**Zu erledigende Aufgabe:** Aktualisiere im Text zu den VW-Geschäftszahlen den Abschnitt von "Allerdings verbesserte sich" bis einschließlich "Jahresverlauf 2022 wieder.". Setze dabei "Marken des VW-Konzerns" an die Stelle von "VW-Konzernmarken" und gib den Abschnitt neu wieder.

**Vorliegender Text:**
Allerdings verbesserte sich der Absatz von Elektromodellen erneut. Hier gelang den VW-Konzernmarken gegenüber dem Vorjahr eine Steigerung um gut 26 Prozent auf über 572 000 Wagen. Und auch das Gesamtgeschäft stabilisierte sich im Jahresverlauf 2022 wieder.

Der Nettozufluss an freien Barmitteln - der sogenannte Cashflow - verfehlte indes die vom Management angepeilte Marke: Nach rund 8,6 Milliarden Euro im Jahr 2021 standen 2022 schließlich nur etwa 5 Milliarden Euro - Ziel war mindestens das Vorjahresniveau gewesen. Als Gründe nannte VW "die instabile Versorgungssituation und Störungen in den Logistikketten insbesondere zum Jahresende".

**Gelieferte Einträge:**

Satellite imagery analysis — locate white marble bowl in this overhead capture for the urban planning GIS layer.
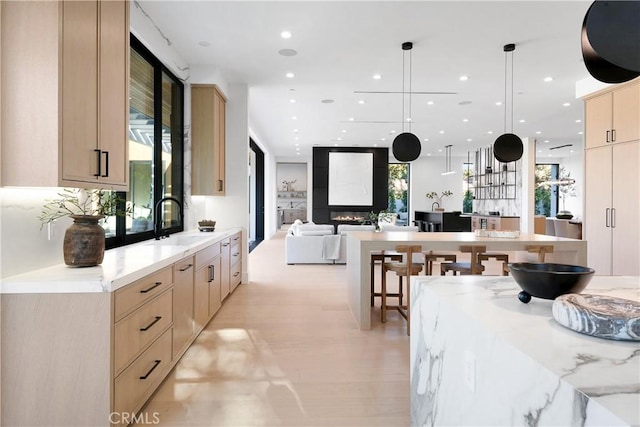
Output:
[509,262,595,303]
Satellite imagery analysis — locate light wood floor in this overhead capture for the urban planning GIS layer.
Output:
[143,232,410,427]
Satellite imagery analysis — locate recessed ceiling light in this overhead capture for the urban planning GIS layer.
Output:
[278,49,298,56]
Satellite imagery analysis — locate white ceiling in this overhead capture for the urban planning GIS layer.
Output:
[132,1,591,160]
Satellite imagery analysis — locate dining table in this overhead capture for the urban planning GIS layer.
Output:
[347,230,598,330]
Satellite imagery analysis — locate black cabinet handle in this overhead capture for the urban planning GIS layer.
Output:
[140,316,162,332]
[100,151,109,178]
[140,282,162,294]
[140,360,162,380]
[180,264,193,271]
[209,265,216,282]
[93,149,102,176]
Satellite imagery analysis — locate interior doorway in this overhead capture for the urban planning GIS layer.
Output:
[248,138,264,252]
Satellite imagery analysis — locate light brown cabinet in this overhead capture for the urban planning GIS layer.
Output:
[172,256,195,359]
[585,79,640,149]
[193,242,222,333]
[0,0,129,189]
[583,141,640,276]
[191,84,227,196]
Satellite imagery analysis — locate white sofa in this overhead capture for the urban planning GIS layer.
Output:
[284,222,376,264]
[284,224,340,264]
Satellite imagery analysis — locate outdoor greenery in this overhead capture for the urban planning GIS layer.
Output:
[387,163,409,212]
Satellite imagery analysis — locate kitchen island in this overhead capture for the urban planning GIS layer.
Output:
[410,276,640,426]
[347,231,597,329]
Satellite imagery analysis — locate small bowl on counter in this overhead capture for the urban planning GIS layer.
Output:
[509,262,595,304]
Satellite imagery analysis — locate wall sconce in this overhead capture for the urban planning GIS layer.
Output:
[442,144,456,175]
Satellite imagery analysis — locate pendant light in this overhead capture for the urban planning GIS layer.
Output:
[442,144,456,175]
[493,43,524,163]
[392,42,422,162]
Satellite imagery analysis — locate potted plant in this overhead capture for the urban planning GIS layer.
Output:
[426,190,453,212]
[38,188,130,267]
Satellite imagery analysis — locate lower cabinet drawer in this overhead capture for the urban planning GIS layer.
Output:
[229,262,242,291]
[114,290,173,374]
[113,328,172,422]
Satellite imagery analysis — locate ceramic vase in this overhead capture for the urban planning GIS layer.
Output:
[62,215,105,267]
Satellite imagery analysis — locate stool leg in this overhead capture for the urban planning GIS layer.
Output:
[380,261,387,323]
[370,260,376,307]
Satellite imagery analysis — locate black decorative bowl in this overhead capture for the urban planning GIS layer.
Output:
[509,262,595,304]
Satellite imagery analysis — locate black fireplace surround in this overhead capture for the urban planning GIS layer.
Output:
[312,147,389,225]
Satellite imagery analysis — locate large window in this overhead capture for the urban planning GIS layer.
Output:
[105,36,184,248]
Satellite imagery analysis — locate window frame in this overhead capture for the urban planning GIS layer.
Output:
[105,34,185,249]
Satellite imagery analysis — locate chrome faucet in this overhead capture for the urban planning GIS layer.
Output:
[153,197,182,240]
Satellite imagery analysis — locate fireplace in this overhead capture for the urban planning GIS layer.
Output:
[330,211,369,225]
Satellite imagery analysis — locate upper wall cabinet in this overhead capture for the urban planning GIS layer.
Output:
[1,0,129,190]
[585,79,640,148]
[191,85,227,196]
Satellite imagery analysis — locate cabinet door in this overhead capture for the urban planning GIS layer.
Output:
[193,263,212,332]
[608,141,640,276]
[209,257,222,318]
[60,1,98,182]
[220,239,231,300]
[173,257,195,359]
[583,146,612,275]
[612,83,640,142]
[98,1,129,186]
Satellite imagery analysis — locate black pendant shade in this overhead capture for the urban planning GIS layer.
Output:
[493,43,524,163]
[392,132,422,162]
[493,133,524,163]
[581,1,640,83]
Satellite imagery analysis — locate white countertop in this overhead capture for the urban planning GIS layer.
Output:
[411,276,640,425]
[0,228,241,294]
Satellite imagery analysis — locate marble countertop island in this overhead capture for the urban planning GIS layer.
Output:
[410,276,640,426]
[0,228,240,294]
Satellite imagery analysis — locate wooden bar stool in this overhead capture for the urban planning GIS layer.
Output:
[381,245,422,335]
[422,251,457,276]
[370,251,402,307]
[478,252,509,276]
[526,245,553,262]
[440,245,487,276]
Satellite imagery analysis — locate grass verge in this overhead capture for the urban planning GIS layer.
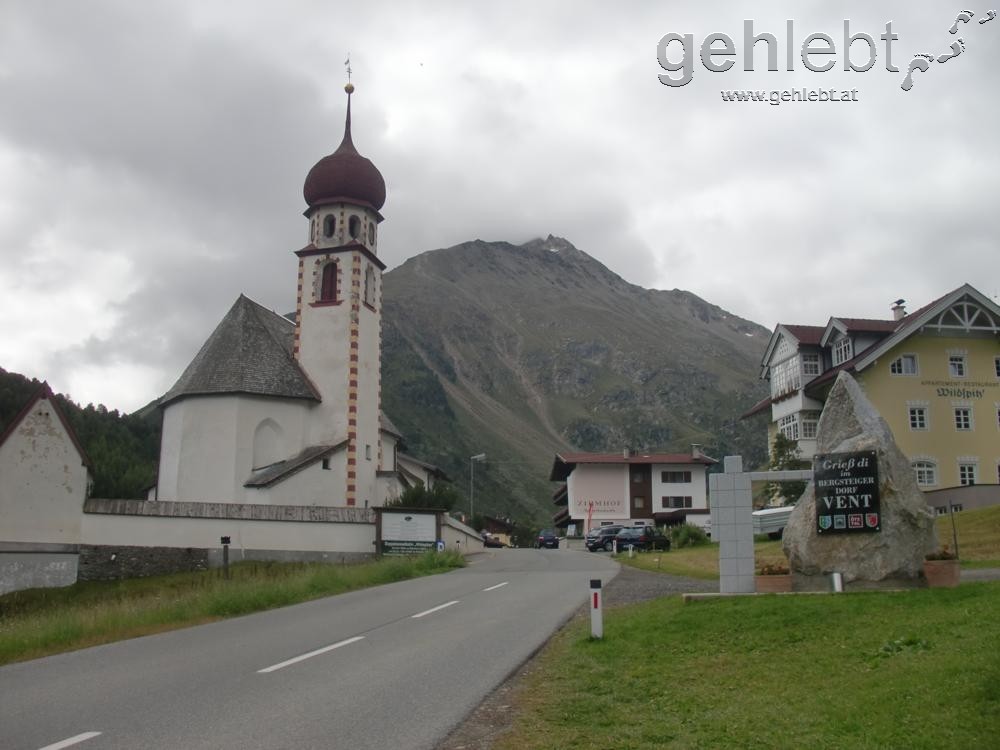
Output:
[615,506,1000,580]
[494,582,1000,750]
[0,552,465,664]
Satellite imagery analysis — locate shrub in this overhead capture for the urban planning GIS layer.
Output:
[670,523,710,549]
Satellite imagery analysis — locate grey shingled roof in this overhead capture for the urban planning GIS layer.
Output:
[160,294,321,406]
[243,440,347,487]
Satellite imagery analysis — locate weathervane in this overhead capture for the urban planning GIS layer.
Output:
[344,52,354,94]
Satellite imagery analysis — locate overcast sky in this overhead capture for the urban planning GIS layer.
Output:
[0,0,1000,410]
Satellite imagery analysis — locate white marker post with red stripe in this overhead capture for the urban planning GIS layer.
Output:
[590,578,604,639]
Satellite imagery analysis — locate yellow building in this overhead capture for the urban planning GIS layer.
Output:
[745,284,1000,509]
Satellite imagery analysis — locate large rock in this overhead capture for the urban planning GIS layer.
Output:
[783,372,937,583]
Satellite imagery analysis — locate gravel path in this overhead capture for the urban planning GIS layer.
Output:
[438,565,719,750]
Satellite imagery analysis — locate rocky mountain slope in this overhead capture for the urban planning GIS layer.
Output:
[382,236,769,523]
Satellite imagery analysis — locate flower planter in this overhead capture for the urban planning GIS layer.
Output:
[924,560,961,588]
[753,573,792,594]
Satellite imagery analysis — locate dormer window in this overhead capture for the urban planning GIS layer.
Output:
[833,336,854,367]
[318,263,337,302]
[802,354,819,378]
[889,354,917,375]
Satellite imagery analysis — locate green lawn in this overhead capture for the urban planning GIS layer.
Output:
[495,583,1000,750]
[615,506,1000,580]
[0,552,465,664]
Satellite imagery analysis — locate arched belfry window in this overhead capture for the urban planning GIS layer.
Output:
[365,266,375,308]
[318,262,337,302]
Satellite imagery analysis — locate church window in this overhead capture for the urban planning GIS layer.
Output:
[319,263,337,302]
[253,419,284,469]
[365,266,375,308]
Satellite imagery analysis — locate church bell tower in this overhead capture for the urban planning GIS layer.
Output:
[294,83,385,507]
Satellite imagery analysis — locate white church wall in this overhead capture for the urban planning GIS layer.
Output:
[299,262,351,445]
[242,450,350,507]
[157,394,309,502]
[0,398,88,544]
[356,254,381,507]
[82,513,375,560]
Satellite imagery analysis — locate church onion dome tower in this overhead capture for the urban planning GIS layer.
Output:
[302,83,385,253]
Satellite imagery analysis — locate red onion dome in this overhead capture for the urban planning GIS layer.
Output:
[302,84,385,211]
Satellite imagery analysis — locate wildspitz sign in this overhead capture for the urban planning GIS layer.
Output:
[813,451,882,535]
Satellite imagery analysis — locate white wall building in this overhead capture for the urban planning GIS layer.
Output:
[549,445,716,533]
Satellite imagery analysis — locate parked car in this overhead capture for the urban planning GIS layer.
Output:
[584,524,622,552]
[483,534,503,547]
[615,526,670,551]
[535,529,559,549]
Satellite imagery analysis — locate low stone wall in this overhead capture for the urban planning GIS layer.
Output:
[83,499,375,523]
[78,544,209,581]
[0,542,77,595]
[79,499,375,581]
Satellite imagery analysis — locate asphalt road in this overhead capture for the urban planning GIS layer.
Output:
[0,550,618,750]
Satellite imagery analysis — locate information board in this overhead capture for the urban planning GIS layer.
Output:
[813,451,882,535]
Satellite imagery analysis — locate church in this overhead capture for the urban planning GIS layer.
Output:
[0,83,483,593]
[150,83,434,508]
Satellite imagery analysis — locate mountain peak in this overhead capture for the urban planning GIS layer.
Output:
[383,235,768,524]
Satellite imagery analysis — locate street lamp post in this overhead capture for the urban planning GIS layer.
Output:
[469,453,486,524]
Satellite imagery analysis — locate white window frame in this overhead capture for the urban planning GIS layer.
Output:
[771,356,802,397]
[958,461,979,487]
[833,336,854,367]
[910,459,937,487]
[799,411,820,440]
[660,495,694,510]
[952,404,975,432]
[889,354,920,377]
[778,413,799,440]
[800,352,823,378]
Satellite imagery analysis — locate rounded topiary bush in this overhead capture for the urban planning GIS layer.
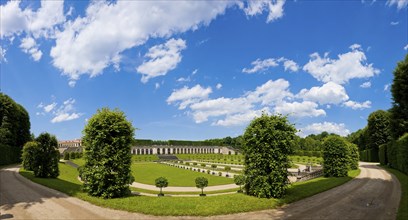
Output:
[323,135,350,177]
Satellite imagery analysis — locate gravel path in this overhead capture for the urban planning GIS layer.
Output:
[0,163,401,220]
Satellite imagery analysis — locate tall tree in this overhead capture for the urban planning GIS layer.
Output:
[390,54,408,140]
[81,108,135,198]
[367,110,391,150]
[243,114,297,198]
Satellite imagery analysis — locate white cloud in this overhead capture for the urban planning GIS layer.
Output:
[344,100,371,110]
[0,0,65,61]
[303,44,380,84]
[244,0,285,23]
[137,38,186,83]
[43,102,57,113]
[51,1,236,85]
[386,0,408,10]
[242,58,279,73]
[296,82,349,105]
[36,98,83,123]
[274,101,326,118]
[299,122,350,137]
[167,85,212,109]
[20,37,42,61]
[167,79,326,126]
[283,60,299,72]
[360,82,371,89]
[0,45,7,63]
[384,83,391,91]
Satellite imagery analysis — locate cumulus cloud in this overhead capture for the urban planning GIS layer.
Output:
[274,101,326,118]
[20,37,42,61]
[242,58,279,73]
[303,44,380,84]
[360,82,371,89]
[36,98,83,123]
[386,0,408,10]
[51,1,235,85]
[244,0,285,23]
[298,122,350,137]
[297,82,349,105]
[242,57,299,73]
[167,85,212,109]
[0,0,65,61]
[137,38,186,83]
[344,100,371,110]
[167,79,326,126]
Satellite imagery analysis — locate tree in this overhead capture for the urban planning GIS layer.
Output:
[155,177,169,196]
[224,166,231,177]
[22,141,39,170]
[323,136,350,177]
[0,93,31,165]
[367,110,391,151]
[81,108,135,198]
[347,143,360,170]
[195,177,208,196]
[234,175,245,192]
[64,152,70,160]
[243,113,297,198]
[390,54,408,140]
[22,133,60,178]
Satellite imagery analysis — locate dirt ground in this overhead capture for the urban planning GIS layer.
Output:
[0,163,401,220]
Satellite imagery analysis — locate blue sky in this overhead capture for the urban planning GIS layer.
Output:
[0,0,408,140]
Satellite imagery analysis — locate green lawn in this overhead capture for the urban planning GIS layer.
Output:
[20,164,358,216]
[381,166,408,220]
[72,158,234,187]
[132,163,234,187]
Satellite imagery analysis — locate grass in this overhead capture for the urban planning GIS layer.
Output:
[72,158,234,187]
[132,163,234,187]
[20,164,358,216]
[381,166,408,220]
[130,187,239,195]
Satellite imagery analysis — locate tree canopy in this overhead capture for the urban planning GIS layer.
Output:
[243,114,297,198]
[81,108,135,198]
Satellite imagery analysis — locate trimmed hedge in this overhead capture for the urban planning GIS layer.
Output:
[0,144,21,165]
[378,144,388,165]
[386,133,408,174]
[360,149,380,162]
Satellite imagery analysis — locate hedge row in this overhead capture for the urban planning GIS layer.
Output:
[294,150,323,157]
[0,144,21,165]
[380,133,408,174]
[360,149,380,162]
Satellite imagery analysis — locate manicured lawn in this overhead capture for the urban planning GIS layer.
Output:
[20,164,358,216]
[381,166,408,220]
[72,158,234,187]
[132,163,234,187]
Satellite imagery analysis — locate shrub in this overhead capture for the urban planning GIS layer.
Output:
[378,144,388,165]
[348,143,360,170]
[195,177,208,196]
[243,113,297,198]
[64,152,70,160]
[154,177,169,196]
[23,133,60,178]
[82,108,134,198]
[234,175,245,192]
[323,136,350,177]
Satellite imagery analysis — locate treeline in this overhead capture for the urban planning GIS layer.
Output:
[0,93,31,165]
[348,55,408,173]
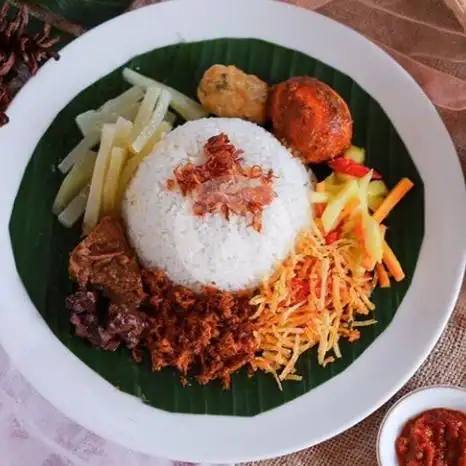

**Lösung der Aufgabe:**
Allerdings verbesserte sich der Absatz von Elektromodellen erneut. Hier gelang den Marken des VW-Konzerns gegenüber dem Vorjahr eine Steigerung um gut 26 Prozent auf über 572 000 Wagen. Und auch das Gesamtgeschäft stabilisierte sich im Jahresverlauf 2022 wieder.